TASK INSTRUCTIONS:
Your answer must be an exact transcription of the lines from the line with "Can you spot the white cloud" through the final line of the data.

(Stored data entries)
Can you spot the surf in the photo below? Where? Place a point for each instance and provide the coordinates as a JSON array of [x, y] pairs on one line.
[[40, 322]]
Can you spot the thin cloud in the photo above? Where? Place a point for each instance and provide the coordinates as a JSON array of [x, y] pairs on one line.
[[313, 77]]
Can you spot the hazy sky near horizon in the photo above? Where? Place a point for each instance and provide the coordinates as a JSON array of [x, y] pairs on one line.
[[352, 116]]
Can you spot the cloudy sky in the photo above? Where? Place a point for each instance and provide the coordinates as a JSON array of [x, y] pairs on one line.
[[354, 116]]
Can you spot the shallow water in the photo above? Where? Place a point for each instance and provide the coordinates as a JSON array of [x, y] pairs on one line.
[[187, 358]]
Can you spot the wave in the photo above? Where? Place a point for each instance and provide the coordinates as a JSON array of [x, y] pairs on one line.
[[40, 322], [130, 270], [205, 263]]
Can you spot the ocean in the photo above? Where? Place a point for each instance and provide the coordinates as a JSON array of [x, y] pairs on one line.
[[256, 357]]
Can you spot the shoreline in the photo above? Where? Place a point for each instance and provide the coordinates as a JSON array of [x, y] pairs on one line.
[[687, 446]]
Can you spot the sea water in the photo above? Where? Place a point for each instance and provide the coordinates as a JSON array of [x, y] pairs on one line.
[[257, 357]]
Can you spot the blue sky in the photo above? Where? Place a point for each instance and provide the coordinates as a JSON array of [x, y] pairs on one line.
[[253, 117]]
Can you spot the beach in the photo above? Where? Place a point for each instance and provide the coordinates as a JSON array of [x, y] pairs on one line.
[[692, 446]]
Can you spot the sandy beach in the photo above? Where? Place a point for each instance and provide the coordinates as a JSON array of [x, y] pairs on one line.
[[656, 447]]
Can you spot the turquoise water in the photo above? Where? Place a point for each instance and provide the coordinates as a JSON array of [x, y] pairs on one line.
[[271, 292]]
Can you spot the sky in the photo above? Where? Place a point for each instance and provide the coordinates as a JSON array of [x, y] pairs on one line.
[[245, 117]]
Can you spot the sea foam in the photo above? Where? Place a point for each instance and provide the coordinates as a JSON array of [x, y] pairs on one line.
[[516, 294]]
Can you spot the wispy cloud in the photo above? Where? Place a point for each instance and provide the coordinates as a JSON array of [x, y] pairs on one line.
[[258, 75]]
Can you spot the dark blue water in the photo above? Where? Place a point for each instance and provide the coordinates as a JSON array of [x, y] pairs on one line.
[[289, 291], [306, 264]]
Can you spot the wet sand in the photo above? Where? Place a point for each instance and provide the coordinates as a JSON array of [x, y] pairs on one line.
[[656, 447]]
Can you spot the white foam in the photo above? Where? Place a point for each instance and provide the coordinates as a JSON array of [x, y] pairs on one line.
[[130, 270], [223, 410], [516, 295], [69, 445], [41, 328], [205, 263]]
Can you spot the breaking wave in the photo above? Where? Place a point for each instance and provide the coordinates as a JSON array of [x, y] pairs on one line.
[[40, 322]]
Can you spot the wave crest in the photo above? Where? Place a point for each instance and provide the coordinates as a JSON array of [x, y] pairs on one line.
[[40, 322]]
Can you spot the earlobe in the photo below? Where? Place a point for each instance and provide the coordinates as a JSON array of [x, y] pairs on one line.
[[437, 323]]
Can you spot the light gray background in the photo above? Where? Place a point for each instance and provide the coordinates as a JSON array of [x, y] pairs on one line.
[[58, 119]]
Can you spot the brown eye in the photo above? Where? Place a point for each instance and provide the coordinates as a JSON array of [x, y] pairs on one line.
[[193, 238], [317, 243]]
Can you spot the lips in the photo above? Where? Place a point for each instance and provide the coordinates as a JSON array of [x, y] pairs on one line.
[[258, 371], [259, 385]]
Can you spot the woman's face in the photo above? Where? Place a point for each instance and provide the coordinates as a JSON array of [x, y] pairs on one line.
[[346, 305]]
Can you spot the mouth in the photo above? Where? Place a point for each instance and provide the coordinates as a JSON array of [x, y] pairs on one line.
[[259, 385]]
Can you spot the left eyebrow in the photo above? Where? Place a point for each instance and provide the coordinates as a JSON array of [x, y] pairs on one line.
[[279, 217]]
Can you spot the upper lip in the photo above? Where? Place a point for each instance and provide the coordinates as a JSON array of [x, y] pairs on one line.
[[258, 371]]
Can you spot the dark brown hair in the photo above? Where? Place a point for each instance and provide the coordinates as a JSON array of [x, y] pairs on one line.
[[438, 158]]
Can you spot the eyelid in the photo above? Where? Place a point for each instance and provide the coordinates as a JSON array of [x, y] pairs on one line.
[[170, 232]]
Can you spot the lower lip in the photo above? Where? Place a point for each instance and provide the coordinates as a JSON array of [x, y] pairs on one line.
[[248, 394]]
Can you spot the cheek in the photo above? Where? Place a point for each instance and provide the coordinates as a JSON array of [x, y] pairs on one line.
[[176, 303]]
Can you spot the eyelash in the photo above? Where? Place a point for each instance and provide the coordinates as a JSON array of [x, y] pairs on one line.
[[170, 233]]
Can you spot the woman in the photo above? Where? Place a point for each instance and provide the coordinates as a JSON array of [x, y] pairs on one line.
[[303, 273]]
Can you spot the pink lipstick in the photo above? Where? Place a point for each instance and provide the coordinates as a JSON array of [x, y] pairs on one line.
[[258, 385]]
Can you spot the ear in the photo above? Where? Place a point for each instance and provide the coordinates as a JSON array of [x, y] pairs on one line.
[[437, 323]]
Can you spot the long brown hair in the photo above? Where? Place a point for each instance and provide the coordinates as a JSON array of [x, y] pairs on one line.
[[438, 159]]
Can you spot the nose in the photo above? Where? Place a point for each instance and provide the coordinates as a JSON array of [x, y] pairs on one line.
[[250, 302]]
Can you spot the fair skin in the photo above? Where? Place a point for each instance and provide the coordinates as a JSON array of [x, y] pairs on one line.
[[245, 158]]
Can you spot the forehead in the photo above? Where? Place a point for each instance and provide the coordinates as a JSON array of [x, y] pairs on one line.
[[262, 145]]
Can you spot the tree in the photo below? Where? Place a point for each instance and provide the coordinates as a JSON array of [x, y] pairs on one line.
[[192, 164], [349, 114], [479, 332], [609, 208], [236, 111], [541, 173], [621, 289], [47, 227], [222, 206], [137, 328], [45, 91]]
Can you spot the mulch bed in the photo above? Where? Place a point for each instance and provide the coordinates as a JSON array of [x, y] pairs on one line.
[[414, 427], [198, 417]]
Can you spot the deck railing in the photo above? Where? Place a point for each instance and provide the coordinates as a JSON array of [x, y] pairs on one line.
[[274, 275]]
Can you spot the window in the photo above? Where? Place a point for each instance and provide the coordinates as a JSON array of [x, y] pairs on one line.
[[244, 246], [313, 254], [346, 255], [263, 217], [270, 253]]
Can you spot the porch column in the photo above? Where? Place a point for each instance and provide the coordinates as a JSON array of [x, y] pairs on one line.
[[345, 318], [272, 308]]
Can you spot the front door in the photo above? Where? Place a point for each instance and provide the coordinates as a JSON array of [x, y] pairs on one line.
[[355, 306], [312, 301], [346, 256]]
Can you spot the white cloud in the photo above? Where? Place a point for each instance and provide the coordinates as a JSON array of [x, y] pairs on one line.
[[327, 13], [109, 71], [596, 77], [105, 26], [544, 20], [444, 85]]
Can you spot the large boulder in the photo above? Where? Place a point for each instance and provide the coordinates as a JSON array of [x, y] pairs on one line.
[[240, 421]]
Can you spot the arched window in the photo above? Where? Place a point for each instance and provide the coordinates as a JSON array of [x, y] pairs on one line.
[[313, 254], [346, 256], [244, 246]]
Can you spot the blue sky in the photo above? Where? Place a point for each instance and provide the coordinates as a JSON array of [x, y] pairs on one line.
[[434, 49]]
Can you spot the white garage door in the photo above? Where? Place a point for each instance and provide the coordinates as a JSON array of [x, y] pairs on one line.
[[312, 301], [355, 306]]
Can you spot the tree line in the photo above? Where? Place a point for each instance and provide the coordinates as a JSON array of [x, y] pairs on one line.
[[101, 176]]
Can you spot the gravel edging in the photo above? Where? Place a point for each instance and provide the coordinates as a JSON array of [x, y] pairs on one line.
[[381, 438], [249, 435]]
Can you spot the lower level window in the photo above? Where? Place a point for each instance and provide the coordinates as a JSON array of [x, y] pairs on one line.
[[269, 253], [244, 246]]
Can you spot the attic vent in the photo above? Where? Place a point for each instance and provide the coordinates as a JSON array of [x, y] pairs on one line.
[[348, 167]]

ANSWER BOX:
Can you spot the white cloud in the photo above? Where? Place a point for each instance and provide the coordinates as a JSON array of [x, y] pairs on one line.
[[327, 13], [109, 71], [596, 77], [105, 26], [544, 20], [444, 85]]
Can you spot the large boulder in the photo above? Where? Place a point for each instance and provide the coordinates as a JSON array of [x, y] pairs on one line.
[[240, 421]]
Can you spot the arched window in the photo above? Where? Place a point for each instance and provide the coordinates as a JSON array of [x, y] pairs on one line.
[[313, 254], [346, 256], [244, 246]]
Can you spot the blue sky in the photo above? Where? Place a point for each instance and provide the coordinates as a JSON array of [x, y] pairs on one line.
[[434, 49]]
Can you spot the white garage door in the photo above? Where? Place a point for each instance and provide the coordinates as a JSON array of [x, y] pairs on one line.
[[312, 301], [355, 306]]
Can you spot the tree line in the photo above? Where? Place a point for each instance and provide the coordinates as a JSON array of [x, y] pairs on one line.
[[101, 176]]
Can you spot the gravel edging in the photo above? Where? Place a point for each instance and provide the coordinates as a JSON array of [x, y] pairs on one line.
[[381, 438], [249, 435]]
Can you spot the lower level window in the photo above? Where? Place a point for each instance and provide the coordinates as a JSON array of [x, y] pairs on one line.
[[269, 253], [244, 246]]
Can you spot the attic vent in the photo above? Where? Place a point for each instance and provide the coordinates as a JSON array of [x, y] pairs on one line.
[[348, 167]]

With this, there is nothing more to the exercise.